*Work to be completed*
Lay out every line of the data below as a numbered list, skipping any blank lines. Leave the pictures out.

*Data for the task*
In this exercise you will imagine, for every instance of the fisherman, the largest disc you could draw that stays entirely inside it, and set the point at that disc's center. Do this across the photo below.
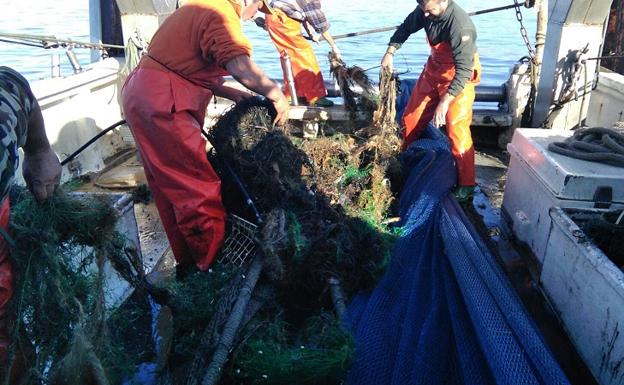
(445, 90)
(284, 24)
(164, 102)
(21, 125)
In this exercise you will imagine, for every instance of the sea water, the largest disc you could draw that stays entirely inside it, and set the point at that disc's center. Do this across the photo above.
(499, 40)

*Output below*
1. In this exercise you will imagine, for every instance of the fisherman, the largest disc you could draw that stays entirely inside it, and set the point at that disc's center. Do this across the photo below.
2. (445, 90)
3. (284, 24)
4. (164, 102)
5. (21, 125)
6. In this exercise you will imagine, for every instance of the sea water, the largest disc you could draw that stays entirely inside it, and set the point at that disc's center. Do this across the photo above.
7. (499, 40)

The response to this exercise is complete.